### READING TEXT
╔══

Re: [Discuss] Tuning FLIP-49 configuration default values.

Andrey Zagrebin Tue, 14 Jan 2020 06:48:06 -0800

Hi all!

Great that we have already tried out new FLIP-49 with the bigger jobs.


I am also +1 for the JVM metaspace and overhead changes.

Regarding 0.3 vs 0.4 for managed memory, +1 for having more managed memory
for Rocksdb limiting case.

In general, this looks mostly to be about memory distribution between JVM
heap and managed off-heap.
Comparing to the previous default setup, the JVM heap dropped (especially
for standalone) mostly due to moving managed from heap to off-heap and then
also adding framework off-heap.
In general, this can be the most important consequence for beginners and
those who rely on the default configuration.
Especially the legacy default configuration in standalone with falling back
heap.size to flink.size but there it seems we cannot do too much now.

I prepared a spreadsheet
<https://docs.google.com/spreadsheets/d/1mJaMkMPfDJJ-w6nMXALYmTc4XxiV30P5U7DzgwLkSoE>
to play with numbers for the mentioned in the report setups.

One idea would be to set process size (or smaller flink size respectively)
to a bigger default number, like 2048.
In this case, the abs derived default JVM heap and managed memory are close
to the previous defaults, especially for managed fraction 0.3.
This should align the defaults with the previous standalone try-out
experience where the increased off-heap memory is not strictly controlled
by the environment anyways.
The consequence for container users who relied on and updated the default
configuration is that the containers will be requested with the double size.

Best,
Andrey


On Tue, Jan 14, 2020 at 11:20 AM Till Rohrmann <[email protected]> wrote:

> +1 for the JVM metaspace and overhead changes.
>
> On Tue, Jan 14, 2020 at 11:19 AM Till Rohrmann <[email protected]>
> wrote:
>
>> I guess one of the most important results of this experiment is to have a
>> good tuning guide available for users who are past the initial try-out
>> phase because the default settings will be kind of a compromise. I assume
>> that this is part of the outstanding FLIP-49 documentation task.
>>
>> If we limit RocksDB's memory consumption by default, then I believe that
>> 0.4 would give the better all-round experience as it leaves a bit more
>> memory for RocksDB. However, I'm a bit sceptical whether we should optimize
>> the default settings for a configuration where the user still needs to
>> activate the strict memory limiting for RocksDB. In this case, I would
>> expect that the user could also adapt the managed memory fraction.

╚══

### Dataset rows

╔══

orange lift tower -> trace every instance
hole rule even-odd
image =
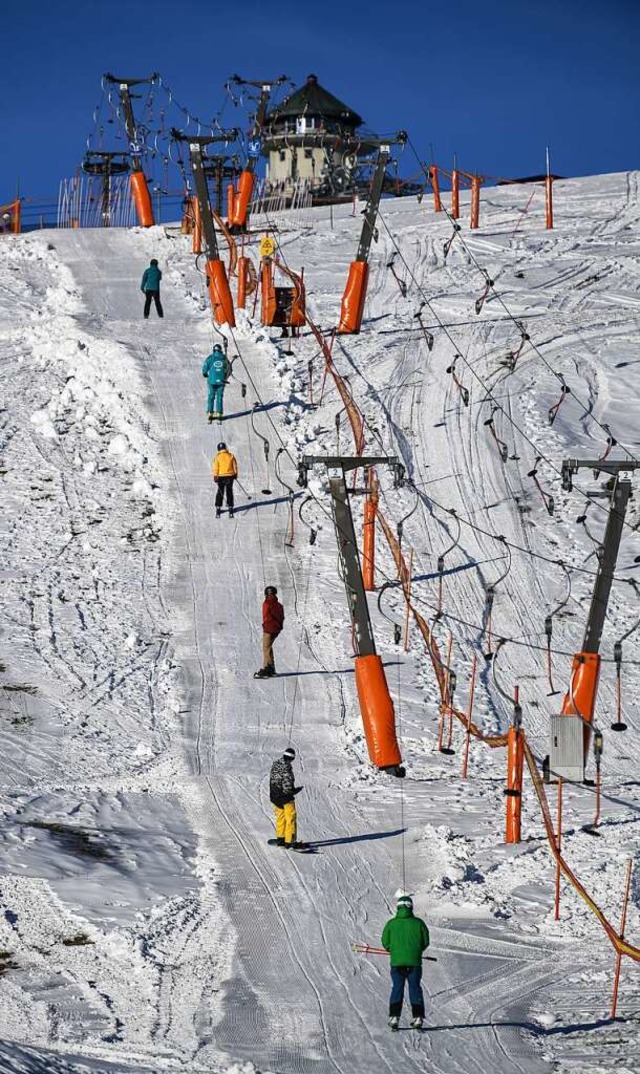
[[[377,768],[402,778],[405,774],[405,769],[402,765],[395,734],[395,712],[382,661],[376,653],[346,474],[348,470],[357,470],[361,466],[366,469],[369,466],[384,463],[393,469],[395,488],[399,488],[404,481],[404,466],[395,455],[389,458],[386,455],[303,455],[302,462],[299,464],[297,477],[297,483],[302,488],[307,485],[309,468],[318,463],[326,466],[329,474],[333,522],[341,565],[340,572],[347,591],[351,638],[355,652],[355,686],[368,754]],[[368,491],[368,488],[358,489],[352,490],[352,494],[353,492],[364,494]]]
[[[206,182],[207,161],[203,149],[205,146],[210,145],[212,142],[233,142],[237,136],[237,130],[232,129],[207,137],[200,135],[197,137],[191,134],[183,134],[174,128],[171,131],[171,136],[176,142],[187,142],[189,145],[193,187],[198,201],[200,226],[204,236],[206,279],[209,301],[214,310],[214,320],[216,324],[229,324],[231,328],[235,328],[235,313],[233,309],[233,299],[231,297],[231,288],[229,287],[224,262],[220,260],[218,240],[216,238],[216,228]]]
[[[378,238],[376,220],[378,219],[378,207],[380,198],[384,189],[384,175],[390,160],[392,145],[405,145],[407,142],[406,131],[398,131],[394,139],[380,143],[376,171],[372,179],[368,201],[364,209],[364,220],[358,253],[355,261],[349,266],[347,286],[343,294],[340,308],[340,319],[338,321],[338,335],[357,335],[362,328],[362,315],[364,314],[364,302],[366,299],[366,285],[369,275],[368,257],[372,242]]]
[[[631,482],[624,475],[639,467],[640,463],[630,459],[623,462],[565,459],[562,466],[563,489],[566,492],[571,491],[572,476],[581,468],[592,469],[596,478],[600,473],[611,475],[606,490],[588,493],[592,498],[609,499],[609,517],[598,555],[598,569],[582,649],[573,656],[569,691],[563,702],[562,714],[551,717],[549,768],[553,775],[563,780],[584,780],[600,673],[600,640],[631,494]],[[567,719],[568,716],[573,719]]]
[[[227,223],[231,233],[237,235],[247,230],[249,202],[253,193],[256,164],[262,149],[260,133],[264,127],[266,105],[268,104],[272,89],[274,86],[281,86],[282,83],[290,82],[290,78],[286,74],[281,74],[279,78],[264,79],[262,82],[260,79],[241,78],[238,74],[233,74],[229,82],[236,86],[254,86],[260,90],[258,107],[256,108],[253,124],[249,133],[247,163],[237,180],[237,190],[235,190],[233,185],[229,187]]]
[[[116,78],[113,74],[105,74],[104,76],[104,81],[114,83],[120,92],[120,102],[122,104],[122,112],[125,113],[125,129],[127,131],[127,137],[129,139],[129,151],[131,153],[132,163],[129,183],[131,185],[131,193],[133,195],[137,222],[141,228],[150,228],[155,223],[155,220],[151,195],[149,193],[145,174],[142,170],[142,149],[139,145],[137,130],[133,118],[131,87],[151,85],[157,82],[157,79],[158,74],[156,72],[150,74],[148,78]]]

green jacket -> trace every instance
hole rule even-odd
[[[421,966],[422,952],[428,947],[428,929],[408,906],[398,906],[395,917],[382,931],[382,946],[391,955],[392,966]]]

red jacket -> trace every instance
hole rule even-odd
[[[278,598],[270,593],[262,603],[262,629],[265,634],[279,634],[283,622],[285,609]]]

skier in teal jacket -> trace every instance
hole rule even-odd
[[[422,918],[413,917],[413,900],[402,895],[397,900],[395,917],[390,918],[382,931],[382,946],[391,956],[391,998],[389,1000],[389,1025],[395,1030],[399,1024],[405,996],[405,982],[409,985],[409,999],[413,1029],[422,1029],[424,1019],[424,996],[422,978],[422,953],[428,947],[428,929]]]
[[[151,308],[151,300],[156,304],[156,311],[158,317],[164,317],[164,310],[162,309],[162,304],[160,302],[160,280],[162,279],[162,273],[158,267],[158,261],[156,258],[151,258],[148,268],[145,268],[142,276],[142,284],[140,289],[145,296],[145,308],[144,317],[147,320],[149,316],[149,310]]]
[[[206,401],[206,411],[209,421],[213,421],[214,418],[222,417],[224,386],[230,374],[231,362],[228,361],[220,344],[217,343],[202,365],[202,375],[207,378],[209,386]]]

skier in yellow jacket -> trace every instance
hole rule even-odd
[[[219,519],[222,513],[222,500],[224,498],[224,492],[227,492],[227,507],[229,508],[229,517],[233,518],[233,482],[237,477],[237,462],[235,455],[231,451],[227,450],[226,444],[218,445],[218,454],[214,459],[214,465],[212,473],[214,475],[214,481],[218,485],[218,491],[216,493],[216,518]]]

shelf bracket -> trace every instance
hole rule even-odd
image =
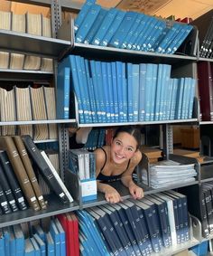
[[[57,38],[58,29],[62,24],[61,1],[51,0],[51,28],[52,37]]]

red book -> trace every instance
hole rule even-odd
[[[198,79],[202,121],[213,121],[213,84],[209,62],[199,62]]]
[[[75,213],[69,213],[73,221],[75,256],[79,256],[79,221]]]

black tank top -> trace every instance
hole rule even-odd
[[[121,179],[121,175],[105,175],[102,174],[102,170],[104,169],[105,166],[106,166],[106,152],[105,151],[105,149],[103,147],[100,147],[104,153],[105,153],[105,163],[104,163],[104,166],[102,166],[102,168],[100,169],[100,173],[98,174],[98,175],[97,176],[97,180],[99,180],[99,181],[106,181],[106,182],[112,182],[112,181],[117,181],[117,180],[120,180]],[[127,164],[127,167],[125,168],[125,171],[128,169],[129,167],[129,164],[130,164],[130,159],[128,161],[128,164]]]

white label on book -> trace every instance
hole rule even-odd
[[[97,194],[97,181],[81,181],[82,196]]]

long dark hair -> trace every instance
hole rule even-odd
[[[140,131],[140,129],[136,128],[134,126],[119,127],[116,130],[115,135],[113,137],[113,139],[116,138],[118,136],[118,134],[121,133],[121,132],[126,132],[126,133],[132,135],[137,142],[137,149],[140,147],[140,146],[141,146],[141,131]]]

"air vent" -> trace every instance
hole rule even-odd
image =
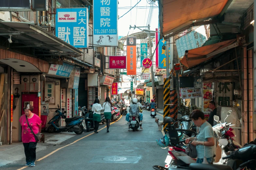
[[[35,11],[48,10],[48,0],[33,0],[33,10]]]

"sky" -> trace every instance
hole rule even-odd
[[[150,5],[147,2],[151,0],[119,0],[118,15],[120,17],[134,6],[137,2],[139,3],[129,12],[118,20],[118,35],[126,36],[141,31],[138,28],[129,29],[130,25],[134,26],[147,26],[147,22],[149,15]],[[154,6],[152,20],[150,24],[150,29],[155,30],[158,25],[158,4],[157,1]],[[142,28],[142,29],[144,28]],[[144,29],[147,29],[145,28]]]

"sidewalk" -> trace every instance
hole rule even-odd
[[[65,132],[61,134],[60,133],[43,133],[44,134],[44,143],[38,143],[37,152],[46,149],[48,147],[60,144],[67,139],[77,135],[74,132]],[[0,167],[25,159],[25,154],[22,142],[13,142],[12,145],[4,145],[0,146]]]

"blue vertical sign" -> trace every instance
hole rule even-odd
[[[88,8],[58,8],[56,35],[77,48],[88,48]]]
[[[142,61],[145,58],[147,58],[147,43],[141,43],[141,67],[142,66]]]
[[[118,4],[118,0],[94,0],[94,47],[117,47]]]

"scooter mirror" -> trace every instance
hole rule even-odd
[[[220,118],[217,116],[214,115],[213,116],[213,119],[215,121],[218,122],[220,120]]]
[[[231,114],[231,113],[232,112],[232,110],[229,110],[227,112],[227,116],[230,116]]]
[[[218,140],[219,143],[221,145],[226,146],[229,144],[229,141],[226,139],[220,139]]]

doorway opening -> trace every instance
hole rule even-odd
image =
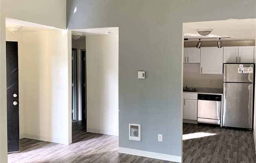
[[[11,159],[32,139],[68,144],[68,37],[66,30],[22,20],[6,18],[5,24]]]
[[[72,142],[84,138],[81,132],[117,136],[118,28],[74,30],[72,35],[72,48],[78,53],[78,103]]]
[[[72,120],[78,120],[77,107],[77,50],[72,49]]]
[[[255,126],[253,70],[256,56],[255,23],[255,19],[248,19],[183,23],[183,161],[191,159],[191,149],[196,149],[196,153],[200,155],[205,147],[212,151],[209,154],[212,159],[220,162],[226,161],[221,156],[220,156],[216,149],[225,148],[223,145],[228,143],[222,138],[226,135],[230,136],[229,141],[235,141],[239,136],[237,130],[247,135],[249,143],[254,144],[253,132],[250,130]],[[234,77],[242,75],[239,71],[240,66],[251,70],[251,74],[244,74],[247,83],[243,85],[247,85],[244,91],[243,86],[239,88],[227,87],[227,65],[236,66],[233,70]],[[227,75],[229,78],[230,72]],[[238,85],[243,84],[238,83]],[[202,142],[205,142],[203,145],[200,144]],[[203,148],[198,147],[200,146]],[[256,156],[252,146],[249,150],[250,155]],[[238,148],[231,147],[229,150],[243,155],[243,148],[242,145]],[[222,151],[223,155],[228,152]],[[201,155],[193,157],[200,158],[199,162],[206,158]],[[242,158],[238,161],[245,161]]]

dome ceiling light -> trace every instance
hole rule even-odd
[[[201,35],[205,36],[207,36],[208,34],[211,33],[213,31],[213,29],[197,29],[196,31],[199,33]]]
[[[72,32],[72,38],[75,40],[77,40],[80,38],[83,35],[82,33],[78,32]]]

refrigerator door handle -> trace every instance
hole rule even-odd
[[[227,65],[224,65],[224,74],[223,82],[226,82],[226,80],[227,80]]]
[[[226,100],[226,98],[227,97],[227,93],[226,93],[226,85],[227,83],[224,83],[224,85],[223,85],[223,94],[224,94],[224,100]]]

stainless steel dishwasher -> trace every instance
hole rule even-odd
[[[197,121],[220,125],[221,96],[198,94]]]

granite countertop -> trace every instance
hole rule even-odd
[[[186,93],[202,93],[209,94],[223,94],[223,88],[196,88],[196,92],[183,91]]]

╚══

### WHAT TO PRODUCE
In the FLIP-49 thread, which managed memory fraction does Till Rohrmann believe would give the better all-round experience if RocksDB's memory consumption is limited by default? Rely only on the FLIP-49 thread, not on the lines.

### RESPONSE TO THIS EXERCISE
0.4